### DATA SHOWN
######
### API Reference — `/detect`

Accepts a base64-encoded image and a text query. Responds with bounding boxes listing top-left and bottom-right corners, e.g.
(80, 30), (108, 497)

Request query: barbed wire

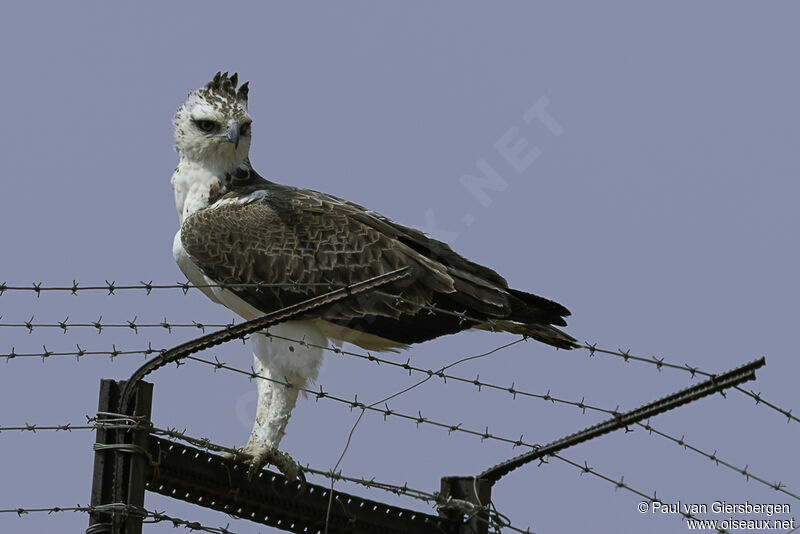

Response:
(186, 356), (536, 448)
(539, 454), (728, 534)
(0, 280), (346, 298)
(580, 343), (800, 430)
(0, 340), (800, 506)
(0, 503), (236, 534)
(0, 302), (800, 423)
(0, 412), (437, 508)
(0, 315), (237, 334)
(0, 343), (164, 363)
######
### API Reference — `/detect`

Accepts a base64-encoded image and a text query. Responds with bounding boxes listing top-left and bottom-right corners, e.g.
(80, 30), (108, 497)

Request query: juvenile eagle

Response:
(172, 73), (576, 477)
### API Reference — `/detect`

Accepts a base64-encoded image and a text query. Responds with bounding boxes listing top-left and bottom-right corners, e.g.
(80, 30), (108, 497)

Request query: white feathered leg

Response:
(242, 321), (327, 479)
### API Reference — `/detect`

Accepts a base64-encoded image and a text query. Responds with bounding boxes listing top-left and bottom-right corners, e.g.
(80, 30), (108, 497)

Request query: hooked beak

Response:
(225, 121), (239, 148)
######
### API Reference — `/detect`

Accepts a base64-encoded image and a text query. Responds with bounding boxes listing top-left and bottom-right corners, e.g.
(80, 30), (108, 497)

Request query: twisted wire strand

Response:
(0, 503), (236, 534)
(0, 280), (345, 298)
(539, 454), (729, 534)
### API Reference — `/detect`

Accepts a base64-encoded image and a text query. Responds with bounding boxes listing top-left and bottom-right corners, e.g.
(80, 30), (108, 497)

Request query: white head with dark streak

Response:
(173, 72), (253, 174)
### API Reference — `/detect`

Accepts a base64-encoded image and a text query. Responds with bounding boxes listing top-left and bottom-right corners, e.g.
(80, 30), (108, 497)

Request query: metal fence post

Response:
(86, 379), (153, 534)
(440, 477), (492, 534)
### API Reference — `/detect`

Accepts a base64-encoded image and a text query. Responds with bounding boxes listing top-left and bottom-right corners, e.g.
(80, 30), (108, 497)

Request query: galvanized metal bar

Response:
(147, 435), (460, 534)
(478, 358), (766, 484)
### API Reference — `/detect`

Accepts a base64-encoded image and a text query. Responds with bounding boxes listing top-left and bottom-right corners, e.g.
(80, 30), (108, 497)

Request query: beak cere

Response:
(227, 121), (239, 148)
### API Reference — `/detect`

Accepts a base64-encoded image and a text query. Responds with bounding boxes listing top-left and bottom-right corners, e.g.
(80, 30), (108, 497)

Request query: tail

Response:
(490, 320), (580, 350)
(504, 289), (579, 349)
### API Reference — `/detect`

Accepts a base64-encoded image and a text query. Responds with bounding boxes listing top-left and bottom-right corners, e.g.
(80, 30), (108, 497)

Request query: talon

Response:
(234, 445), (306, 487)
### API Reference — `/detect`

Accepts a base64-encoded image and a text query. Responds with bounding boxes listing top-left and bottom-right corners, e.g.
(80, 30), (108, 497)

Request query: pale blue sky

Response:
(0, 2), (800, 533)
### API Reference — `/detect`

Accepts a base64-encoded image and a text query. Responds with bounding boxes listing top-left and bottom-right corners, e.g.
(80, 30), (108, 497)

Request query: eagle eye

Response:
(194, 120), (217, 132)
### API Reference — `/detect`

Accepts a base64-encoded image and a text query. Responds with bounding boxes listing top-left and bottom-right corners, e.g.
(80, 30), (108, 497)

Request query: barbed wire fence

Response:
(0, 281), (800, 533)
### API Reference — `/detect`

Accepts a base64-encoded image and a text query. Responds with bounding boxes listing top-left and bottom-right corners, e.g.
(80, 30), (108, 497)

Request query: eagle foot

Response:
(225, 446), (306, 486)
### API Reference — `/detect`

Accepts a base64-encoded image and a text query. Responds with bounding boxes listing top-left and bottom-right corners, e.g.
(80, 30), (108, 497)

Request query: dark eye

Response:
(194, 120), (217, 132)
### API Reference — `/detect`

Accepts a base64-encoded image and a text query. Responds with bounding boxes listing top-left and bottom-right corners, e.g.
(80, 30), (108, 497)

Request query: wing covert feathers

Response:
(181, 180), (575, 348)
######
### REQUIRED TASK
Please identify every line in the records above that contains the word "fence" and copy each of those lines.

### SOLUTION
Request query: metal fence post
Request query: barbed wire fence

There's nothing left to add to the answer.